The entries below should be given again exactly, minus their pictures.

** BEGIN SUPPLIED DATA **

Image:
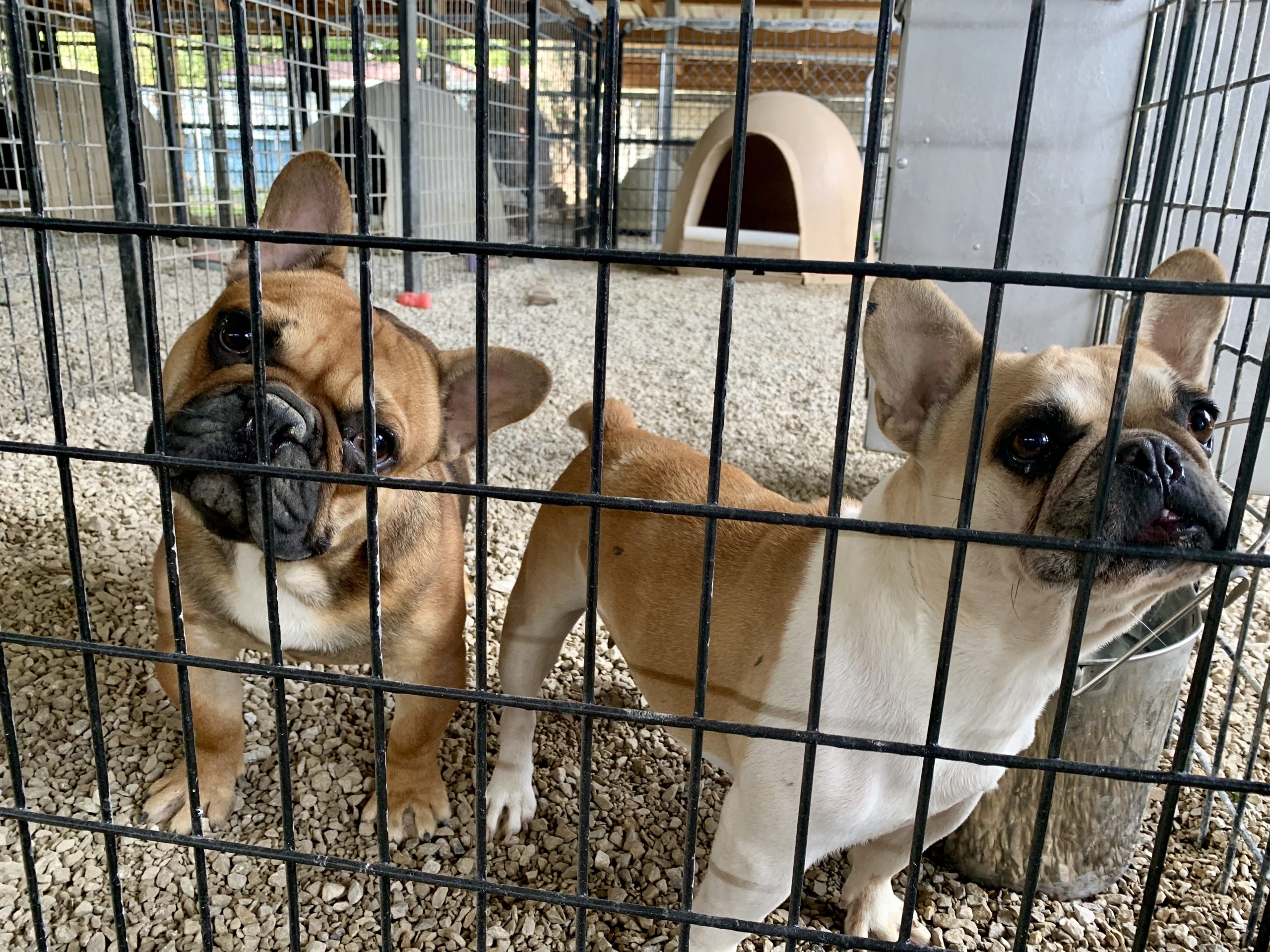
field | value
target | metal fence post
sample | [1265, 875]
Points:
[216, 115]
[665, 126]
[171, 107]
[408, 59]
[531, 192]
[106, 30]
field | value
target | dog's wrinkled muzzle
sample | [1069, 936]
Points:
[1159, 494]
[223, 425]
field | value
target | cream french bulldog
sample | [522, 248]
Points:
[1043, 448]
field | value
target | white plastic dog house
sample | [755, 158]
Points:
[801, 196]
[447, 163]
[73, 153]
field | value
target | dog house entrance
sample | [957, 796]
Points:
[767, 200]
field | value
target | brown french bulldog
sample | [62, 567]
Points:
[426, 414]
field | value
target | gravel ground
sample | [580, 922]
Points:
[786, 350]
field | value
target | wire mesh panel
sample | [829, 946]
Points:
[1214, 200]
[680, 75]
[263, 875]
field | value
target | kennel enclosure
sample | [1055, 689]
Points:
[1182, 85]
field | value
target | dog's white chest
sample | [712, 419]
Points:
[303, 595]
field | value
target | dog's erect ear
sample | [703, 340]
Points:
[309, 194]
[1183, 328]
[517, 385]
[920, 350]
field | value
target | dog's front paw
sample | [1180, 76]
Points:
[877, 913]
[168, 804]
[509, 796]
[417, 804]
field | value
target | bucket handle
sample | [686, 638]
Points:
[1240, 590]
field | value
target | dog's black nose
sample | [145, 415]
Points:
[285, 424]
[1156, 459]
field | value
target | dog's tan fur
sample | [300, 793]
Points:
[426, 397]
[665, 555]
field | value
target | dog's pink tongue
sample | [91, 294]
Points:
[1162, 529]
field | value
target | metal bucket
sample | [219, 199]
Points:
[1123, 720]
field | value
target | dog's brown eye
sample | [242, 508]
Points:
[1201, 423]
[1030, 443]
[385, 445]
[235, 334]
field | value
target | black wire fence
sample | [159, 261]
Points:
[1153, 203]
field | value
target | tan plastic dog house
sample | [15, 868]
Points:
[801, 196]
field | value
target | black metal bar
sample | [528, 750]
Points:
[600, 61]
[974, 450]
[154, 372]
[578, 140]
[915, 531]
[362, 187]
[1236, 151]
[251, 210]
[19, 800]
[216, 112]
[171, 108]
[42, 41]
[321, 62]
[1203, 119]
[291, 54]
[600, 371]
[1130, 179]
[616, 197]
[106, 31]
[658, 259]
[412, 875]
[648, 717]
[303, 27]
[1121, 395]
[531, 146]
[480, 28]
[740, 125]
[846, 386]
[53, 365]
[1223, 108]
[412, 146]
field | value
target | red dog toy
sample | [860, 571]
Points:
[416, 298]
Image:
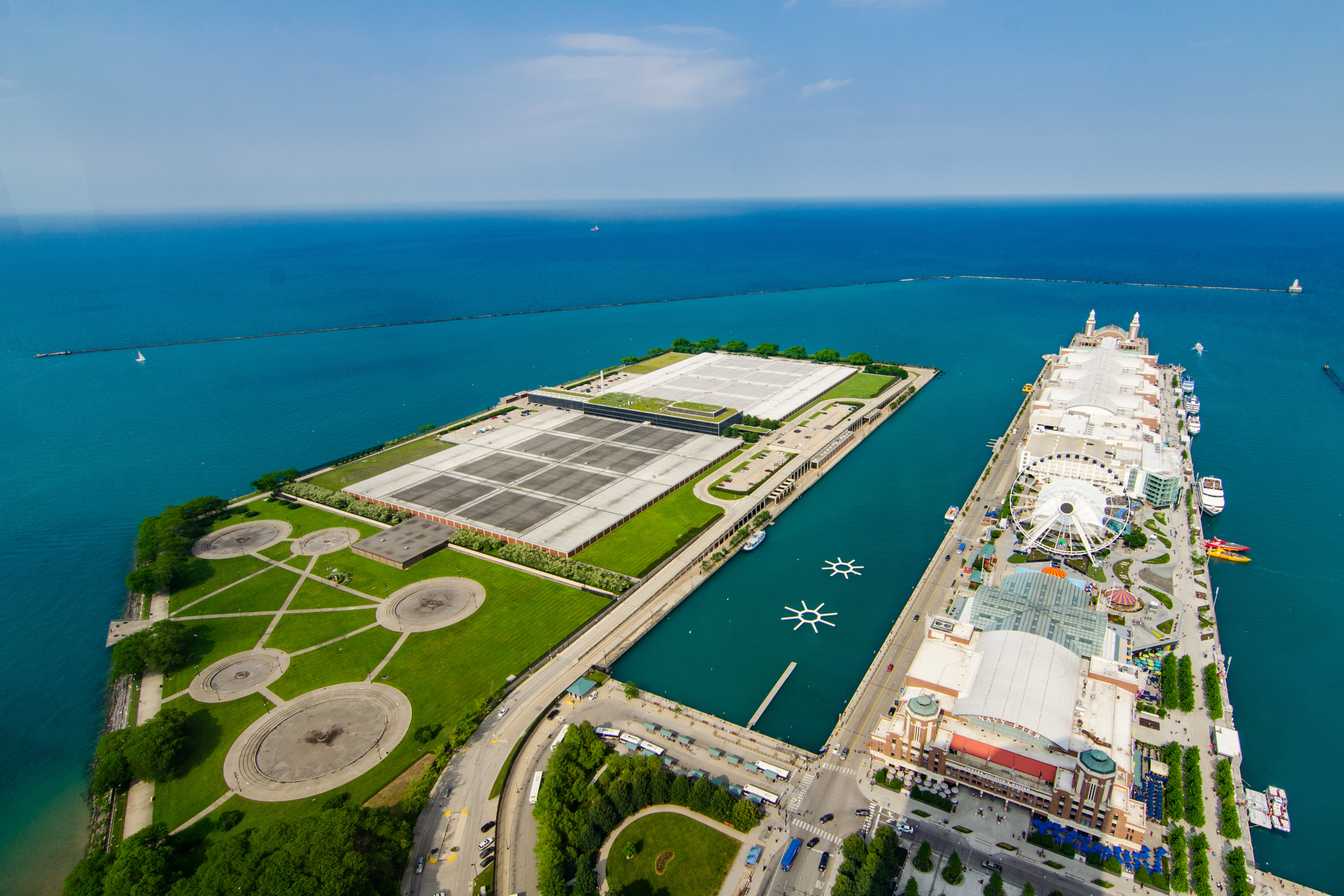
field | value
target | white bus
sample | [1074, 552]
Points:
[764, 794]
[563, 731]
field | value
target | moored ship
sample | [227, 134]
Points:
[1211, 499]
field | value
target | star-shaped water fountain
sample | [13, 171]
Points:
[807, 617]
[842, 567]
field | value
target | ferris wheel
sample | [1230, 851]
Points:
[1070, 504]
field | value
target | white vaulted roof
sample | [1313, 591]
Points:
[1025, 680]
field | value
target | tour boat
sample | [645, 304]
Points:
[1211, 500]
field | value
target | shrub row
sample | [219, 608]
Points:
[1229, 822]
[1194, 789]
[358, 507]
[1213, 692]
[539, 559]
[1186, 684]
[574, 817]
[1179, 860]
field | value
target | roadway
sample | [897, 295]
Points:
[460, 802]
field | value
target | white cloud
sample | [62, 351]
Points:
[700, 30]
[823, 87]
[631, 73]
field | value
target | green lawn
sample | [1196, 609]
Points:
[350, 660]
[265, 591]
[211, 730]
[214, 640]
[445, 672]
[205, 577]
[299, 630]
[656, 363]
[313, 596]
[644, 542]
[374, 464]
[702, 857]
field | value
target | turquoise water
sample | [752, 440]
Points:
[96, 442]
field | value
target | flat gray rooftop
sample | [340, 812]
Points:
[557, 478]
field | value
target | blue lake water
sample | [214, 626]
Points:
[96, 442]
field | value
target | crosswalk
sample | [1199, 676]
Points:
[802, 792]
[819, 832]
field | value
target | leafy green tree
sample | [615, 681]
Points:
[745, 816]
[155, 749]
[273, 480]
[585, 879]
[143, 865]
[953, 871]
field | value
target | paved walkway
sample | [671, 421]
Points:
[730, 879]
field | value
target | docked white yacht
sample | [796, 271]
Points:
[1211, 494]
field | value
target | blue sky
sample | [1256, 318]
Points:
[108, 106]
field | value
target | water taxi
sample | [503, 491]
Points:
[1211, 500]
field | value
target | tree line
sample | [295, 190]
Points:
[576, 813]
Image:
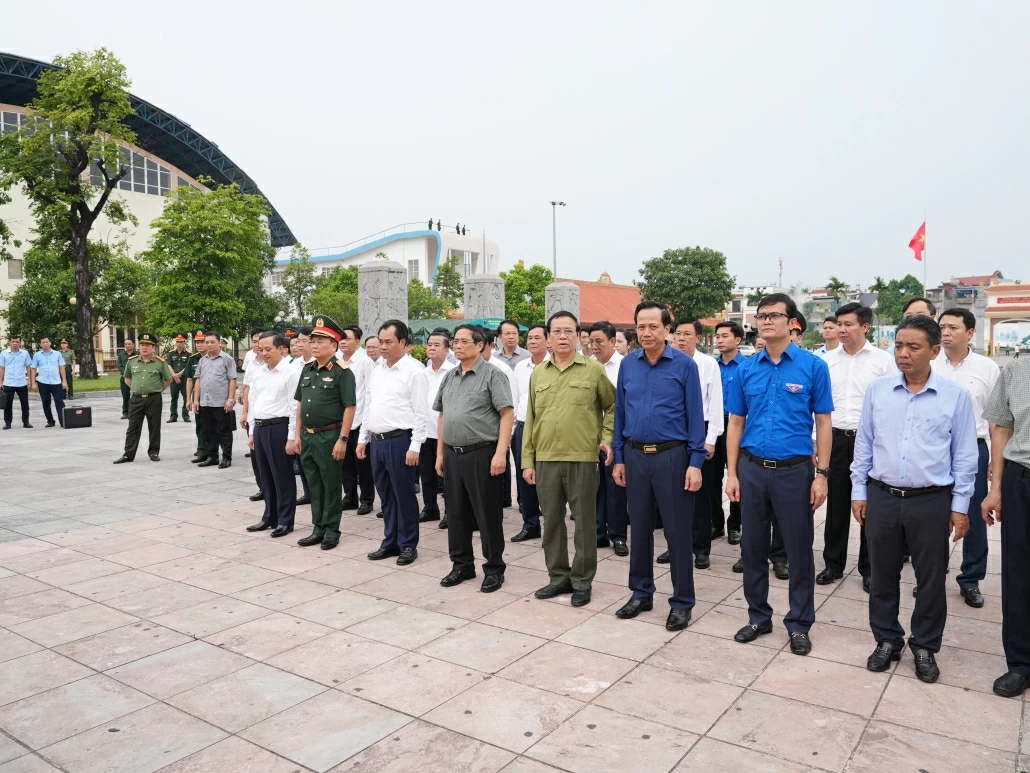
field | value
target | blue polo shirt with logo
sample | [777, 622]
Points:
[779, 402]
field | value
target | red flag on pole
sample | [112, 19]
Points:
[919, 241]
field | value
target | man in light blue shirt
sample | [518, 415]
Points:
[15, 374]
[48, 366]
[912, 481]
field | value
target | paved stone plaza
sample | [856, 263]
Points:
[143, 630]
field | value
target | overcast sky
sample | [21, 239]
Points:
[817, 131]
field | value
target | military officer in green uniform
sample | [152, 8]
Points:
[325, 399]
[147, 375]
[191, 381]
[124, 355]
[177, 359]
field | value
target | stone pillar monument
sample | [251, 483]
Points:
[561, 296]
[382, 294]
[484, 297]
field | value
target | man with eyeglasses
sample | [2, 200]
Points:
[770, 407]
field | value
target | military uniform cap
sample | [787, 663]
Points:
[323, 326]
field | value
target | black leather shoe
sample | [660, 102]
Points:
[972, 596]
[492, 582]
[751, 632]
[678, 619]
[633, 607]
[828, 576]
[1010, 684]
[550, 592]
[883, 656]
[457, 576]
[800, 643]
[926, 665]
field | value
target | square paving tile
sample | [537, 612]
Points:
[56, 714]
[423, 748]
[325, 730]
[482, 647]
[569, 671]
[144, 741]
[268, 636]
[244, 698]
[597, 739]
[177, 670]
[505, 713]
[809, 735]
[674, 699]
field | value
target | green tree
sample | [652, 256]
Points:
[298, 281]
[689, 280]
[449, 283]
[71, 139]
[209, 248]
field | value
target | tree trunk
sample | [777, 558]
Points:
[83, 305]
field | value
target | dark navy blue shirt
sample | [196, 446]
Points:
[779, 402]
[659, 403]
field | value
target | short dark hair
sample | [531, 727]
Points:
[734, 329]
[774, 298]
[400, 328]
[698, 328]
[927, 324]
[561, 313]
[927, 301]
[666, 315]
[278, 339]
[863, 313]
[965, 314]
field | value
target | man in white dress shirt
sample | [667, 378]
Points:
[437, 348]
[854, 365]
[272, 412]
[395, 424]
[977, 374]
[356, 474]
[536, 343]
[687, 334]
[613, 515]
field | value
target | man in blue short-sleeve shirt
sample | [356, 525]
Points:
[768, 446]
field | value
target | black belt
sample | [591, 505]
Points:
[905, 493]
[655, 447]
[775, 464]
[472, 447]
[269, 422]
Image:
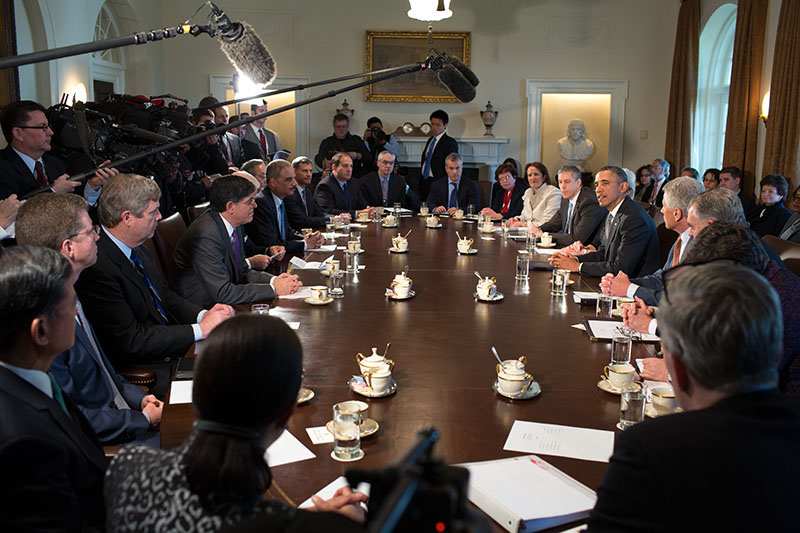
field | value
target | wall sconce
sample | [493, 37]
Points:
[765, 109]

** END SUPPLIED DATA **

REPLY:
Image:
field | value
target | metal fence post
sample | [1265, 875]
Points:
[216, 115]
[665, 126]
[171, 107]
[408, 59]
[531, 192]
[106, 30]
field | value
target | dog's wrinkled muzzle
sample | [1069, 936]
Points:
[1159, 494]
[223, 425]
field | value
target | cream french bulldog
sample | [522, 248]
Points:
[1043, 448]
field | value
target | white plastic dog house
sample | [755, 158]
Points:
[801, 196]
[447, 163]
[73, 153]
field | value
target | dog house entrance
sample | [957, 796]
Points:
[767, 200]
field | value
target | brown french bulldog
sample | [62, 567]
Points:
[426, 414]
field | value
target | gravel ground
sample | [580, 922]
Points:
[786, 350]
field | value
target | wire mesh panel
sample | [829, 946]
Points:
[1214, 200]
[680, 75]
[263, 875]
field | value
target | kennel enclosure
sample | [1055, 689]
Points:
[1182, 85]
field | value
target | dog's white chest
sample | [712, 419]
Points:
[303, 595]
field | value
target | dog's erect ear
sample | [703, 340]
Points:
[309, 194]
[1183, 328]
[517, 385]
[920, 350]
field | value
target | dog's front paw
sample | [1180, 76]
Points:
[877, 913]
[168, 804]
[509, 796]
[417, 804]
field | value
target | bucket handle
sample | [686, 638]
Points:
[1240, 590]
field | value
target | dog's black nose
sample | [145, 415]
Points:
[285, 424]
[1156, 459]
field | value
target | dog's tan fur
sample | [300, 793]
Points:
[426, 397]
[665, 555]
field | value
target | dog's pink tongue
sample | [91, 294]
Points:
[1162, 529]
field | value
target | metal bucket
sample | [219, 199]
Points:
[1123, 720]
field | value
target | dog's brown eye
sample | [242, 508]
Points:
[1201, 423]
[1030, 443]
[385, 445]
[235, 334]
field | value
target | black wire fence
sample | [159, 261]
Points:
[1153, 203]
field | value
target | tan plastic dog house
sample | [15, 868]
Points:
[801, 196]
field | value
target | black metal bar
sample | [528, 750]
Points:
[600, 61]
[974, 450]
[154, 372]
[578, 140]
[915, 531]
[362, 187]
[1236, 151]
[251, 210]
[19, 800]
[216, 112]
[171, 108]
[42, 41]
[321, 62]
[1203, 119]
[291, 54]
[600, 371]
[1130, 179]
[616, 197]
[106, 31]
[658, 259]
[412, 875]
[648, 717]
[303, 27]
[1121, 395]
[531, 146]
[480, 28]
[740, 125]
[846, 386]
[53, 365]
[1223, 108]
[412, 146]
field | value
target | red dog toy
sample | [860, 571]
Points:
[416, 298]
Image:
field | value
target | white bus
sample | [1074, 552]
Points:
[764, 794]
[563, 731]
field | value
target | moored ship
sample | [227, 134]
Points:
[1211, 499]
field | value
target | star-shaped water fountain
sample | [13, 171]
Points:
[807, 617]
[842, 567]
field | value
target | ferris wheel
sample | [1230, 851]
Points:
[1070, 504]
field | value
target | white vaulted roof
sample | [1313, 591]
Points:
[1025, 680]
field | value
target | tour boat
sample | [645, 304]
Points:
[1211, 500]
field | value
target | shrub row
sample | [219, 608]
Points:
[1229, 822]
[1194, 789]
[358, 507]
[1213, 692]
[539, 559]
[1186, 684]
[574, 817]
[1179, 860]
field | value
target | roadway
sample | [897, 295]
Points:
[460, 802]
field | value
target | white cloud
sample | [62, 351]
Points:
[700, 30]
[823, 87]
[631, 73]
field | value
target | green lawn
sample | [1196, 609]
Points:
[350, 660]
[265, 591]
[211, 730]
[214, 640]
[445, 672]
[205, 577]
[299, 630]
[656, 363]
[313, 596]
[644, 542]
[374, 464]
[702, 857]
field | value
target | turquoise water
sample | [752, 440]
Points:
[96, 442]
field | value
target | flat gray rooftop
sample | [340, 812]
Points:
[557, 478]
field | value
target | blue lake water
sample | [214, 626]
Points:
[96, 442]
field | value
target | crosswalk
sample | [1199, 676]
Points:
[802, 792]
[819, 832]
field | value
target | leafy green tree
sample | [615, 681]
Points:
[745, 816]
[155, 749]
[273, 480]
[585, 879]
[143, 865]
[953, 871]
field | value
target | paved walkway
sample | [671, 421]
Points:
[730, 879]
field | value
target | docked white yacht
sample | [796, 271]
Points:
[1211, 494]
field | value
target | blue sky
sample | [1256, 318]
Points:
[108, 106]
field | value
target | water taxi
sample | [503, 491]
Points:
[1211, 500]
field | value
target | tree line
sample | [295, 190]
Points:
[576, 813]
Image:
field | value
target | blue polo shirt with logo
sample | [777, 622]
Points:
[779, 402]
field | value
target | red flag on pole
sample | [112, 19]
Points:
[919, 241]
field | value
target | man in light blue shirt
sample | [518, 415]
Points:
[15, 374]
[48, 366]
[912, 481]
field | value
target | paved stone plaza
sample | [856, 263]
Points:
[143, 630]
field | value
target | overcast sky
sample | [21, 239]
Points:
[817, 131]
field | value
target | military officer in green uniform
sample | [152, 8]
Points:
[325, 399]
[147, 375]
[191, 381]
[124, 355]
[177, 359]
field | value
target | stone pillar monument
sample | [251, 483]
Points:
[561, 296]
[382, 294]
[484, 297]
field | value
target | man with eyeglasses
sample | [2, 200]
Points:
[770, 407]
field | value
target | military uniform cap
sample | [787, 663]
Points:
[323, 326]
field | value
target | black leather shoe
sample | [660, 102]
Points:
[972, 596]
[492, 582]
[751, 632]
[678, 619]
[633, 607]
[828, 576]
[1010, 684]
[550, 592]
[883, 656]
[457, 576]
[800, 643]
[926, 665]
field | value
target | square paving tile
sample | [537, 612]
Points:
[56, 714]
[423, 748]
[325, 730]
[482, 647]
[569, 671]
[144, 741]
[268, 636]
[244, 698]
[597, 739]
[177, 670]
[505, 713]
[809, 735]
[674, 699]
field | value
target | green tree
sample | [652, 256]
Points:
[298, 281]
[689, 280]
[449, 283]
[71, 139]
[209, 248]
field | value
target | tree trunk
sample | [777, 558]
Points:
[83, 305]
field | value
target | dark navy blue shirt
sample | [196, 446]
Points:
[779, 402]
[659, 403]
field | value
target | short dark hair
sample | [531, 727]
Points:
[734, 329]
[774, 298]
[400, 328]
[698, 328]
[927, 324]
[561, 313]
[927, 301]
[666, 315]
[278, 339]
[863, 313]
[965, 314]
field | value
target | man in white dress shirt
sample | [667, 378]
Points:
[437, 348]
[854, 365]
[272, 412]
[395, 424]
[977, 374]
[356, 474]
[536, 343]
[687, 334]
[613, 515]
field | value
target | man in blue short-sleeve shirt
sample | [356, 525]
Points:
[768, 446]
field | value
target | black belt
sample | [591, 505]
Points:
[905, 493]
[655, 447]
[775, 464]
[472, 447]
[269, 422]
Image:
field | value
target | wall sconce
sample | [493, 37]
Points:
[765, 109]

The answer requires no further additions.